## Extract

>>>

Re: [PATCH v6 7/8] arm64: KVM: Write TRFCR value on guest switch with nVHE

From: Marc Zyngier
Date: Mon Feb 26 2024 - 12:50:32 EST


On Mon, 26 Feb 2024 11:30:35 +0000,
James Clark <james.clark@xxxxxxx> wrote:
>
> The guest value for TRFCR requested by the Coresight driver is saved in
> kvm_guest_trfcr. On guest switch this value needs to be written to
> the register. Currently TRFCR is only modified when we want to disable
> trace completely in guests due to an issue with TRBE. Expand the
> __debug_save_trace() function to always write to the register if a
> different value for guests is required, but also keep the existing TRBE
> disable behavior if that's required.
>
> In pKVM, the kvm_guest_trfcr can't be read and the host isn't trusted,
> so always disable trace.
>
> __debug_restore_trace() now has to restore unconditionally, because even
> a value of 0 needs to be written to overwrite whatever was set for the
> guest.
>
> Reviewed-by: Suzuki K Poulose <suzuki.poulose@xxxxxxx>
> Signed-off-by: James Clark <james.clark@xxxxxxx>
> ---
> arch/arm64/kvm/hyp/nvhe/debug-sr.c | 53 +++++++++++++++++-------------
> 1 file changed, 31 insertions(+), 22 deletions(-)
>
> diff --git a/arch/arm64/kvm/hyp/nvhe/debug-sr.c b/arch/arm64/kvm/hyp/nvhe/debug-sr.c
> index 4558c02eb352..3adac2e01908 100644
> --- a/arch/arm64/kvm/hyp/nvhe/debug-sr.c
> +++ b/arch/arm64/kvm/hyp/nvhe/debug-sr.c
> @@ -51,30 +51,39 @@ static void __debug_restore_spe(u64 pmscr_el1)
> write_sysreg_s(pmscr_el1, SYS_PMSCR_EL1);
> }
>
> -static void __debug_save_trace(u64 *trfcr_el1)
> +static void __debug_save_trace(struct kvm_vcpu *vcpu)
> {
> - *trfcr_el1 = 0;
> -
> - /* Check if the TRBE is enabled */
> - if (!(read_sysreg_s(SYS_TRBLIMITR_EL1) & TRBLIMITR_EL1_E))

<<<

## Instruction 1
Count the lines in the records that contain the string "plate", and reply with the number alone.
The patch email above and the records that follow come from unrelated sources.

## Exercise materials
>>>

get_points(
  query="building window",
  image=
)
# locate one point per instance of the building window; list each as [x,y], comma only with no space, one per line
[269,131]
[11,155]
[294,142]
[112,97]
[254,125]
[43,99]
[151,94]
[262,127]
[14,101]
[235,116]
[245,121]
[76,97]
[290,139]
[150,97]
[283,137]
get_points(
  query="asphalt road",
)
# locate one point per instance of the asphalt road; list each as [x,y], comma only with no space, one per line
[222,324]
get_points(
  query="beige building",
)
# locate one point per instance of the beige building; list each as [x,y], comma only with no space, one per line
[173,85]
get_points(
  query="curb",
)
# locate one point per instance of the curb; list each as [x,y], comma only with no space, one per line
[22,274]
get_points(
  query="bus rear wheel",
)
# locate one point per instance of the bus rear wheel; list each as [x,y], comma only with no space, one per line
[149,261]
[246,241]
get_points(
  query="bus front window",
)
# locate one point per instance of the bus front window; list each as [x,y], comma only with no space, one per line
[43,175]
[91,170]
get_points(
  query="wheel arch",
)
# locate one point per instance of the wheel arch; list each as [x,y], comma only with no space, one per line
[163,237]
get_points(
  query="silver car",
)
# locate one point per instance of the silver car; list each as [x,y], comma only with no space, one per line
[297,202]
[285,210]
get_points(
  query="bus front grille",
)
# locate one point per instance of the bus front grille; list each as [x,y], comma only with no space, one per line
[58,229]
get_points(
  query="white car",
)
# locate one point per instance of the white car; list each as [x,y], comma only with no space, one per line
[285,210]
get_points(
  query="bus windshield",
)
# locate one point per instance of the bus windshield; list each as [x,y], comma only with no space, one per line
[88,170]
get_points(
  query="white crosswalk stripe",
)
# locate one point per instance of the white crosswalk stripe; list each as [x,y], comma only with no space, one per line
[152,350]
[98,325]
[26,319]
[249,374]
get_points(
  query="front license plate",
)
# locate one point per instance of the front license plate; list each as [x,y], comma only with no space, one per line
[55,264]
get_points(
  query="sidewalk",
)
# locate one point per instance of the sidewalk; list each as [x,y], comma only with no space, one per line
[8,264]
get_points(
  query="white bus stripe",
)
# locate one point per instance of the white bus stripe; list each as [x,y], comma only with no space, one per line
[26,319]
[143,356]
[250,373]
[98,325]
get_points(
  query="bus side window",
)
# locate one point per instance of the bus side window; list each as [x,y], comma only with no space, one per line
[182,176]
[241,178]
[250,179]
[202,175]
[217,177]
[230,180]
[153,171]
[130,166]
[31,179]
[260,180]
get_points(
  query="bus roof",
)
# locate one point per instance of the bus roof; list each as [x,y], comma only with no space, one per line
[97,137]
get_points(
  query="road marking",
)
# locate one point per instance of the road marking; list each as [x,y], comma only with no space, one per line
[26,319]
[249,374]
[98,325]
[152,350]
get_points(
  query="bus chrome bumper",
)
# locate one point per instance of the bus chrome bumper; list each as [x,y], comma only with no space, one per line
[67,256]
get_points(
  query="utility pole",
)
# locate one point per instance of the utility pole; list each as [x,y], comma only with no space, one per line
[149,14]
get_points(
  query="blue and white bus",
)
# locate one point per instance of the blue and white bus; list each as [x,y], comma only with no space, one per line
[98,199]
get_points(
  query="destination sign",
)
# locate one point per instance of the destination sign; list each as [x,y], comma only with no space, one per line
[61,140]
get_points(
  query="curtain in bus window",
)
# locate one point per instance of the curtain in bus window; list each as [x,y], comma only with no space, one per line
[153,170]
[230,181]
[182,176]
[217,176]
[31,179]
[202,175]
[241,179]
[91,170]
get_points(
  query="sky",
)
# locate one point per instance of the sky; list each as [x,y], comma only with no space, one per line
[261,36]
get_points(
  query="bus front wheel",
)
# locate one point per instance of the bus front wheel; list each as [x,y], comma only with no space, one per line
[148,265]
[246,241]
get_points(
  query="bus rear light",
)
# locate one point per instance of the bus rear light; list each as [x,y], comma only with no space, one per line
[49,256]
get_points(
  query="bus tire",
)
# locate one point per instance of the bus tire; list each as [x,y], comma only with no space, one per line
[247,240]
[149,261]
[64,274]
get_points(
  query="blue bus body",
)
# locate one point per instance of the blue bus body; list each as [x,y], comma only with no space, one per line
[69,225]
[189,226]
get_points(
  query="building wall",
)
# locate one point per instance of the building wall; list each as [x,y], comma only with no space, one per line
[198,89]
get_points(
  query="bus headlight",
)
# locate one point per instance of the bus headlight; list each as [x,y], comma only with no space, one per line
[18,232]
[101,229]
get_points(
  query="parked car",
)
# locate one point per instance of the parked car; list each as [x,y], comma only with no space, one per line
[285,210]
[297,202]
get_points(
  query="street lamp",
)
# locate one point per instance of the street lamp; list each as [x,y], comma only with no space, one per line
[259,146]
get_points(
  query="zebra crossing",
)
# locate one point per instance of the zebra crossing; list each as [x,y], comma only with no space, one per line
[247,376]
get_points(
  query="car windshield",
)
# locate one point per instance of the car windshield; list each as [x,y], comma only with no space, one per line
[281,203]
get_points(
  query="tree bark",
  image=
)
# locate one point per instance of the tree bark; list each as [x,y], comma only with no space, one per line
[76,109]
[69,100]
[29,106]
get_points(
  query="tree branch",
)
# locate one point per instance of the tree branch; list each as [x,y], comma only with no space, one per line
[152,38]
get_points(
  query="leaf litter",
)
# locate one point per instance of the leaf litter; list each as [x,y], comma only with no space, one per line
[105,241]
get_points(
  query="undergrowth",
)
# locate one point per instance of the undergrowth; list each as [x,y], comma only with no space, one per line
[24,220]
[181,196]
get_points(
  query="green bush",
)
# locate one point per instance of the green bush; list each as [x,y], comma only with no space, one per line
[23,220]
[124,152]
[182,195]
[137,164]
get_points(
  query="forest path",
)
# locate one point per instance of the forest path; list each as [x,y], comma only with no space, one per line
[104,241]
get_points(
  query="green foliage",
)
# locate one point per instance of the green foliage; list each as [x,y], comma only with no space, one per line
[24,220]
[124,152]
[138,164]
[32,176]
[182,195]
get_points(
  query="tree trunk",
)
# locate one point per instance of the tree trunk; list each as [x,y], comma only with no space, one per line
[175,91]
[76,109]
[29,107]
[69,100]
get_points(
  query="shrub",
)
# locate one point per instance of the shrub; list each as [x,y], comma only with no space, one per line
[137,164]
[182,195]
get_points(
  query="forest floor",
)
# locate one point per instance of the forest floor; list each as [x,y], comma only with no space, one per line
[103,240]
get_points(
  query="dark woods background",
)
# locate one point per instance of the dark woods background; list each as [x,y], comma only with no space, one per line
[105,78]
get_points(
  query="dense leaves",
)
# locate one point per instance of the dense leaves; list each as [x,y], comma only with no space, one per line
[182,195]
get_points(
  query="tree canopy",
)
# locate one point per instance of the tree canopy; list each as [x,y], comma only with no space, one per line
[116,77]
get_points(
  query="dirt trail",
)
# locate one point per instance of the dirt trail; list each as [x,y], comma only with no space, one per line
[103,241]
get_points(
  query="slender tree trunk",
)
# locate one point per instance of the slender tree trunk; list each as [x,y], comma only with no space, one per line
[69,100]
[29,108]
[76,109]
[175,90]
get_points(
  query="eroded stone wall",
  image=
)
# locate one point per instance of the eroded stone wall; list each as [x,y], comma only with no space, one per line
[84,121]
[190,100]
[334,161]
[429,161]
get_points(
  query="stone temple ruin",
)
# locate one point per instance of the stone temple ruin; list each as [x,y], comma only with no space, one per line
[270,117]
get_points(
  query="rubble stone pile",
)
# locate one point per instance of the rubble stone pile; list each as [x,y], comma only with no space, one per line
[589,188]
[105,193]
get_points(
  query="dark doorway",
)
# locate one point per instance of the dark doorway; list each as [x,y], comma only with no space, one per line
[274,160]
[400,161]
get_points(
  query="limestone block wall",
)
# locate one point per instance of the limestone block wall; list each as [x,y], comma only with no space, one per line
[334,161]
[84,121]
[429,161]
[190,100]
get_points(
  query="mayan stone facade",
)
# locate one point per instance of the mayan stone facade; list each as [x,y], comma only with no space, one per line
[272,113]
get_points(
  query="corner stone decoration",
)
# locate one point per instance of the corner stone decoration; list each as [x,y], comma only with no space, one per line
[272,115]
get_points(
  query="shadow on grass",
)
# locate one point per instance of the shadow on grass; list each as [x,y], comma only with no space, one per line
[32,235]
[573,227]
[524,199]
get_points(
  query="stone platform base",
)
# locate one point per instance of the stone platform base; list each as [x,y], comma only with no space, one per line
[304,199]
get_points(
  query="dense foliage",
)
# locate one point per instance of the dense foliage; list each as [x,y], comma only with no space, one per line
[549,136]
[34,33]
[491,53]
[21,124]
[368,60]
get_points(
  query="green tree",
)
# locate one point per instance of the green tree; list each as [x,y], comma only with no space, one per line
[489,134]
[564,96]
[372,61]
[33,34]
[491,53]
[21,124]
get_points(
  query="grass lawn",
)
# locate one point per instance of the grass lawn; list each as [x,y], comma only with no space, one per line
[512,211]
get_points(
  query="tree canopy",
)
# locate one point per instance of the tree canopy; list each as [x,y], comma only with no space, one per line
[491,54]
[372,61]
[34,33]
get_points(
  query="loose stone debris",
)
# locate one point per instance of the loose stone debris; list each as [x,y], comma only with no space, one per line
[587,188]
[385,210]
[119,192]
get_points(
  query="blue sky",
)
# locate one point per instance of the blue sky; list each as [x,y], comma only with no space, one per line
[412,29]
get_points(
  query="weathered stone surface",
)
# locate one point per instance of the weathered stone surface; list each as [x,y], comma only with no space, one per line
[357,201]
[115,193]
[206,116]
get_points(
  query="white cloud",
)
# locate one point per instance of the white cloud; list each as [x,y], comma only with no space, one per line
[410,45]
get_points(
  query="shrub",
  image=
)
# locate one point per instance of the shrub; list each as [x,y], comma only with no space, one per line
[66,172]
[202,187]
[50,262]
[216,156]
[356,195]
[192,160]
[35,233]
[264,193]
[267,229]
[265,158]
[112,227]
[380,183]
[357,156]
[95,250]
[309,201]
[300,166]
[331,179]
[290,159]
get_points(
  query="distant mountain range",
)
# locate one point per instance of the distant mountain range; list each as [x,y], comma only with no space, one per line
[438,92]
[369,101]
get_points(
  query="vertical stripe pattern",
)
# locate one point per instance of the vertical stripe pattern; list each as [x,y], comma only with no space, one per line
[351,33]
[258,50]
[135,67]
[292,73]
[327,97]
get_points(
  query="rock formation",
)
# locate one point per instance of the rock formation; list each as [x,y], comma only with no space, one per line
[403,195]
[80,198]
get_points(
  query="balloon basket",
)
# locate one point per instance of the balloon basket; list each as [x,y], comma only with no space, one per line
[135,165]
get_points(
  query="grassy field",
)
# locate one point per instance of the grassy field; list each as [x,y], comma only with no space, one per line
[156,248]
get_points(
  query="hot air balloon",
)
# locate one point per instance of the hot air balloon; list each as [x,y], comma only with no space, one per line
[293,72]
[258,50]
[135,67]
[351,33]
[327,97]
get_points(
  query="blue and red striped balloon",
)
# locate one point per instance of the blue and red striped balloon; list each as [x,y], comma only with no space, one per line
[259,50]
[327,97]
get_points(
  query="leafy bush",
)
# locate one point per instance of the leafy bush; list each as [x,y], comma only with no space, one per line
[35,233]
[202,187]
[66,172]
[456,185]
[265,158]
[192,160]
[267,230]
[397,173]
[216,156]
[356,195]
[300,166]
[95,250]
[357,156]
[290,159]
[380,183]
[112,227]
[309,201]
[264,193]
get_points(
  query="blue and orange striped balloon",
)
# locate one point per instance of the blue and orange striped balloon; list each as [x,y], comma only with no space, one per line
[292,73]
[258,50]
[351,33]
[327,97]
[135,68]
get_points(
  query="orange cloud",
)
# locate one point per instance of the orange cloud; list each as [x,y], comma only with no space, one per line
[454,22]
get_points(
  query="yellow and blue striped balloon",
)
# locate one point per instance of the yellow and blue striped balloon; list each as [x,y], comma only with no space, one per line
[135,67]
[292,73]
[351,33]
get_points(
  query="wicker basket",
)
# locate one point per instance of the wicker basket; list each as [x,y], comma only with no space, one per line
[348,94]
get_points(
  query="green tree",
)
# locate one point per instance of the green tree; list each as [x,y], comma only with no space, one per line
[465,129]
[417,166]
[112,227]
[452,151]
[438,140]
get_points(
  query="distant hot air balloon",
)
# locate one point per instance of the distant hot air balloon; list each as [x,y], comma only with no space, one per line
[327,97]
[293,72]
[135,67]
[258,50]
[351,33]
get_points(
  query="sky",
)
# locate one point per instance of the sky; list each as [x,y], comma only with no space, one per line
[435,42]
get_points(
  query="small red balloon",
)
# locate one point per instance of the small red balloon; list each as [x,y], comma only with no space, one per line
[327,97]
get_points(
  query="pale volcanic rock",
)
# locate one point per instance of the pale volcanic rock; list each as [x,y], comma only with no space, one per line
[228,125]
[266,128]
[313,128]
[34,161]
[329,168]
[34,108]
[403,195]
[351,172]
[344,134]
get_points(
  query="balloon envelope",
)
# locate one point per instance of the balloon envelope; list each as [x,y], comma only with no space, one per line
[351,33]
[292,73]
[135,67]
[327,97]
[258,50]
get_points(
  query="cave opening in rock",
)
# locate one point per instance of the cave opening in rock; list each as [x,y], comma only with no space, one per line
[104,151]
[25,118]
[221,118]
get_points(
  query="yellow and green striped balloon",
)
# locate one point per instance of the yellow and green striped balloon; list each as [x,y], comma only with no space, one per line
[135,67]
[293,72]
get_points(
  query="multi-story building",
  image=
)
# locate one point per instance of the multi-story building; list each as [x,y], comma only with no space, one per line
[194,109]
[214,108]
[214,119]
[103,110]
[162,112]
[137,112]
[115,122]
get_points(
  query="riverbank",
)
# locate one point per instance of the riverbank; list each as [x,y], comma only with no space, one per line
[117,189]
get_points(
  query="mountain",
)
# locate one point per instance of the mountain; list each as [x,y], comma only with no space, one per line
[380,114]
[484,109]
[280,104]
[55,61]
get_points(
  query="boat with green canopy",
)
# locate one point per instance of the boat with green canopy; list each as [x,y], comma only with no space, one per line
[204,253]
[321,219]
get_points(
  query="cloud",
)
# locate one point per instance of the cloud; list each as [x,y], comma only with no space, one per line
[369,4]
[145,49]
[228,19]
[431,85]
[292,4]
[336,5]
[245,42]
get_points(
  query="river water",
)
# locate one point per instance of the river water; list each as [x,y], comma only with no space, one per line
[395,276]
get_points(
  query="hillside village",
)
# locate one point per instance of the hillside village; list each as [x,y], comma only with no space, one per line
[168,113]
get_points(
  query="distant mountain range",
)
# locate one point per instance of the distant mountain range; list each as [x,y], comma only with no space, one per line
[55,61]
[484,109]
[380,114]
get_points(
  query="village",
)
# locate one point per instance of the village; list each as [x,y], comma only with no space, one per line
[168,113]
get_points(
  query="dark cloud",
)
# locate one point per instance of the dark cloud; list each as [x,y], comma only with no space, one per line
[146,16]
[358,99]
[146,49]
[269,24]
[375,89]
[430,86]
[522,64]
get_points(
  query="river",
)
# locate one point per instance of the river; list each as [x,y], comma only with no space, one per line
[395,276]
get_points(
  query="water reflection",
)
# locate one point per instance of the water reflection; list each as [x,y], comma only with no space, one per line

<<<

## Instruction 2
Retype part of the patch email word for word, beginning at the words "From: Marc Zyngier" and stopping after "if that's required.".

## Exercise answer 1
2

## Exercise answer 2
From: Marc Zyngier
Date: Mon Feb 26 2024 - 12:50:32 EST


On Mon, 26 Feb 2024 11:30:35 +0000,
James Clark <james.clark@xxxxxxx> wrote:
>
> The guest value for TRFCR requested by the Coresight driver is saved in
> kvm_guest_trfcr. On guest switch this value needs to be written to
> the register. Currently TRFCR is only modified when we want to disable
> trace completely in guests due to an issue with TRBE. Expand the
> __debug_save_trace() function to always write to the register if a
> different value for guests is required, but also keep the existing TRBE
> disable behavior if that's required.